# [INSTRUCTION]
Could you change every "annotate" in the records below to "mark" and write out the records again with nothing else altered?

# [GIVEN DATA]
↓

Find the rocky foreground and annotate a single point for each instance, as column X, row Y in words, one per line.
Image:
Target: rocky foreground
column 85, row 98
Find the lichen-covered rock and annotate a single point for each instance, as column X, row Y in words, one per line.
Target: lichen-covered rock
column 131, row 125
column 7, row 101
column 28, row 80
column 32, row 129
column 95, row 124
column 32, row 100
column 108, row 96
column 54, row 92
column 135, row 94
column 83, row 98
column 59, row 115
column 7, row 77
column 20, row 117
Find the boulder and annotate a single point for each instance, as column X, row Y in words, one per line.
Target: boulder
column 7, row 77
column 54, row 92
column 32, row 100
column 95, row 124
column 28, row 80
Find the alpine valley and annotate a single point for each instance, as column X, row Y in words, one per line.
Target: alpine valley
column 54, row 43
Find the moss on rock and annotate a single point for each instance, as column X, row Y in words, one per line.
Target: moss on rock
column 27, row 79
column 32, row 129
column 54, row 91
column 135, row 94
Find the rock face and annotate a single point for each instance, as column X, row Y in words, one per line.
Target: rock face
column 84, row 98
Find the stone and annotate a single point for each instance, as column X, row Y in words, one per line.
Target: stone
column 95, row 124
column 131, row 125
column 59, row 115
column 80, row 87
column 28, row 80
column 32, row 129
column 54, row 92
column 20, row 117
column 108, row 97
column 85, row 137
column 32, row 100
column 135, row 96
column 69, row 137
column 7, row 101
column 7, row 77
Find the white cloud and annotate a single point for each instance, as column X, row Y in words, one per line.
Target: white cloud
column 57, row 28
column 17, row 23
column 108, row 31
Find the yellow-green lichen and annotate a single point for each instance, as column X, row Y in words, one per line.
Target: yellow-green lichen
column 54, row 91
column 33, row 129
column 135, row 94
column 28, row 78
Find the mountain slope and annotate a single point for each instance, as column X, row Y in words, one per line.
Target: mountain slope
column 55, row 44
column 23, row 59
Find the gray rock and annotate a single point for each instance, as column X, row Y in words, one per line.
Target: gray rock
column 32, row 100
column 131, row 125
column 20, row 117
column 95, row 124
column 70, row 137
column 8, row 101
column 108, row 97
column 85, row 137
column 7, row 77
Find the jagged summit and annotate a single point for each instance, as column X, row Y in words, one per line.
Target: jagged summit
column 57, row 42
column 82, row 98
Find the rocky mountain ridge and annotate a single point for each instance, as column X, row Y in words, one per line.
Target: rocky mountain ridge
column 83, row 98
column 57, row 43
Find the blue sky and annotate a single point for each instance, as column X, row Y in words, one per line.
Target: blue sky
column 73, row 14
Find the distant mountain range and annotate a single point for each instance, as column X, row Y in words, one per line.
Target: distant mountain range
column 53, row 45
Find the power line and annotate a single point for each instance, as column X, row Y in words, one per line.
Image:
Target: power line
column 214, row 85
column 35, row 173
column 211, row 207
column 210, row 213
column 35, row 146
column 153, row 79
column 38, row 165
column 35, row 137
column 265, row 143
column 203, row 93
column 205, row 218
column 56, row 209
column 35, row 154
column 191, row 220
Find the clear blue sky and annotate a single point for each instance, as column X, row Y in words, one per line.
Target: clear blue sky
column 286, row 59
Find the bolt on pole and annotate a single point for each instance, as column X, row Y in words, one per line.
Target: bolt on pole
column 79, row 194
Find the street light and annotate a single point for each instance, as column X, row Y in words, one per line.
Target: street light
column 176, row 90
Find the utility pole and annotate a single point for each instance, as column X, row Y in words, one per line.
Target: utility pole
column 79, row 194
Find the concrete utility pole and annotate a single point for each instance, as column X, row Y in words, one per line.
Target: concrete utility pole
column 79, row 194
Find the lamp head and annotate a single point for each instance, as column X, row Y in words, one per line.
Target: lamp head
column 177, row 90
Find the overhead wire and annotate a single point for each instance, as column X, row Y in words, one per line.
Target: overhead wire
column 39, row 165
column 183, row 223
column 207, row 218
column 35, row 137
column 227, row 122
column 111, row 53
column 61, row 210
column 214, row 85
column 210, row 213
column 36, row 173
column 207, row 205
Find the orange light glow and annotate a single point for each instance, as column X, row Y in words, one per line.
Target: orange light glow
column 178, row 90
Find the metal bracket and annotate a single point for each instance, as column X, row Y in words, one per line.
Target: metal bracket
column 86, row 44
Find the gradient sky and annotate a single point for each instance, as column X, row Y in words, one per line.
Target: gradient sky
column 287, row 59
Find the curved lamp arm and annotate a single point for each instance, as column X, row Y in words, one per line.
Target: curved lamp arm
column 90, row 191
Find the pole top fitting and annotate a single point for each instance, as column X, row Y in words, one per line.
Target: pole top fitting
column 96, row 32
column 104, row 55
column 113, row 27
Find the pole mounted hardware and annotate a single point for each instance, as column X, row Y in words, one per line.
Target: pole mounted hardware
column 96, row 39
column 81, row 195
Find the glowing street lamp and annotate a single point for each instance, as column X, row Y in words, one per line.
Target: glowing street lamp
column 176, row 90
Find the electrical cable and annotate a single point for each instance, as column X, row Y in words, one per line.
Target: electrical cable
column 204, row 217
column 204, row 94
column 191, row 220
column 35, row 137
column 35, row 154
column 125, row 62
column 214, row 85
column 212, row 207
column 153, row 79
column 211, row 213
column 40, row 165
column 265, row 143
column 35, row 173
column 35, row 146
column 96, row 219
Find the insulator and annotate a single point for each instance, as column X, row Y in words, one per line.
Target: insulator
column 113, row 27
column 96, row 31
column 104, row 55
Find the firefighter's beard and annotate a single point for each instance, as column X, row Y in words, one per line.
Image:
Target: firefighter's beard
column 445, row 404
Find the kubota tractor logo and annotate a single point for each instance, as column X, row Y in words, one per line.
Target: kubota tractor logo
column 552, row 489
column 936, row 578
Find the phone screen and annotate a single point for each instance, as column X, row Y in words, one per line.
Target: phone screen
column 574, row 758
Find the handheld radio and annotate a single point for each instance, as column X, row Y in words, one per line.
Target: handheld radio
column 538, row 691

↑

# [RESULT FOR THIS TASK]
Find the rocky foreground and mark a single point for each instance, as column X, row Y in words, one per line.
Image:
Target: rocky foreground
column 85, row 98
Find the lichen-covered rock and mark a single point for each instance, as column X, row Y in words, one per line.
Target: lichen-covered rock
column 131, row 125
column 7, row 101
column 28, row 80
column 32, row 129
column 95, row 124
column 32, row 100
column 108, row 96
column 54, row 92
column 135, row 94
column 83, row 98
column 59, row 115
column 7, row 77
column 20, row 117
Find the boulder and mark a single point for each instance, as column X, row Y in words, one per line.
Target: boulder
column 7, row 77
column 54, row 92
column 32, row 100
column 95, row 124
column 28, row 80
Find the alpine valley and mark a single point for each instance, as column X, row Y in words, one per line.
Target: alpine valley
column 54, row 43
Find the moss on rock and mark a single point for each instance, as column X, row Y in words, one per line.
Target: moss on rock
column 27, row 79
column 32, row 129
column 54, row 91
column 135, row 94
Find the rock face and mark a single point for each instance, as column X, row Y in words, one per line.
Target: rock face
column 84, row 98
Find the stone and mark a single point for each instance, as column X, row Y in words, one per line.
Target: stone
column 95, row 124
column 131, row 125
column 59, row 115
column 80, row 87
column 28, row 80
column 32, row 129
column 54, row 92
column 20, row 117
column 108, row 97
column 85, row 137
column 32, row 100
column 135, row 96
column 69, row 137
column 7, row 101
column 7, row 77
Find the white cloud and mark a single point for each instance, as column X, row Y in words, one per line.
Target: white cloud
column 57, row 28
column 17, row 23
column 108, row 31
Find the yellow-green lichen and mark a single point for each instance, as column X, row Y in words, one per line.
Target: yellow-green lichen
column 54, row 91
column 33, row 129
column 135, row 94
column 28, row 78
Find the mountain slope and mark a single point for each instance, as column X, row Y in words, one per line.
Target: mountain slope
column 55, row 44
column 23, row 59
Find the gray rock and mark a single point for each instance, as column X, row Y in words, one per line.
Target: gray rock
column 32, row 100
column 131, row 125
column 20, row 117
column 95, row 124
column 70, row 137
column 8, row 101
column 108, row 97
column 85, row 137
column 7, row 77
Find the jagged summit and mark a single point for each instance, as column X, row Y in words, one per line.
Target: jagged summit
column 57, row 42
column 82, row 98
Find the rocky mountain ridge and mark a single point for each instance, as column X, row Y in words, one per line.
Target: rocky mountain ridge
column 83, row 98
column 57, row 43
Find the blue sky and mark a single point for each instance, as column X, row Y in words, one per line.
Target: blue sky
column 73, row 14
Find the distant mountain range and mark a single point for each instance, as column X, row Y in words, one per line.
Target: distant mountain range
column 53, row 45
Find the power line and mark a single point for each instance, as column X, row Y in words, one per line.
Image:
Target: power line
column 214, row 85
column 35, row 173
column 211, row 207
column 210, row 213
column 35, row 146
column 153, row 79
column 38, row 165
column 35, row 137
column 265, row 143
column 203, row 93
column 205, row 218
column 56, row 209
column 35, row 154
column 191, row 220
Find the clear blue sky and mark a single point for each instance, as column X, row Y in words, one per line.
Target: clear blue sky
column 286, row 59
Find the bolt on pole and mark a single point for each instance, as column X, row Y in words, one per line.
Target: bolt on pole
column 79, row 194
Find the street light and mark a single point for each instance, as column X, row Y in words, one per line.
Target: street light
column 176, row 90
Find the utility pole and mark a single point for each instance, as column X, row Y in words, one per line.
Target: utility pole
column 79, row 194
Find the concrete utility pole and mark a single point for each instance, as column X, row Y in words, one per line.
Target: concrete utility pole
column 79, row 194
Find the lamp head and mark a single point for each instance, as column X, row Y in words, one per line.
Target: lamp head
column 177, row 90
Find the overhead wire and mark a single point for each instance, as column X, row Y in words, one per line.
Target: overhead wire
column 39, row 165
column 183, row 223
column 207, row 218
column 35, row 137
column 227, row 122
column 111, row 53
column 61, row 210
column 214, row 85
column 210, row 213
column 36, row 173
column 207, row 205
Find the orange light glow and mark a single point for each instance, as column X, row Y in words, one per line.
Target: orange light glow
column 178, row 90
Find the metal bracket and mark a single point for each instance, as column X, row Y in words, one per line.
Target: metal bracket
column 86, row 44
Find the gradient sky and mark a single point for each instance, as column X, row Y in words, one per line.
Target: gradient sky
column 287, row 59
Find the curved lamp arm and mark a single point for each instance, as column X, row Y in words, one per line.
Target: curved lamp arm
column 90, row 191
Find the pole top fitting and mark a single point for each instance, as column X, row Y in words, one per line.
Target: pole top fitting
column 96, row 32
column 104, row 55
column 113, row 27
Find the pole mounted hardware and mark a single point for each instance, as column X, row Y in words, one per line.
Target: pole mounted hardware
column 96, row 39
column 81, row 195
Find the glowing street lamp and mark a single point for each instance, as column X, row Y in words, one per line.
Target: glowing street lamp
column 176, row 90
Find the electrical cable and mark a single point for each instance, as column X, row Y in words, one per line.
Target: electrical cable
column 204, row 217
column 204, row 94
column 191, row 220
column 35, row 137
column 35, row 154
column 125, row 62
column 214, row 85
column 212, row 207
column 153, row 79
column 211, row 213
column 40, row 165
column 265, row 143
column 35, row 173
column 35, row 146
column 96, row 219
Find the insulator and mark a single point for each instance, as column X, row Y in words, one per line.
Target: insulator
column 113, row 27
column 96, row 31
column 104, row 55
Find the firefighter's beard and mark a single point for each instance, as column X, row Y in words, one per line.
Image:
Target: firefighter's beard
column 445, row 404
Find the kubota tractor logo and mark a single point for each instance, as column X, row Y in words, one per line.
Target: kubota tractor logo
column 552, row 489
column 936, row 578
Find the phone screen and mark a single point for each instance, as column X, row Y in words, one per line.
Target: phone screen
column 574, row 758
Find the handheld radio and mark a single point for each instance, as column X, row Y in words, one per line.
Target: handheld radio
column 538, row 691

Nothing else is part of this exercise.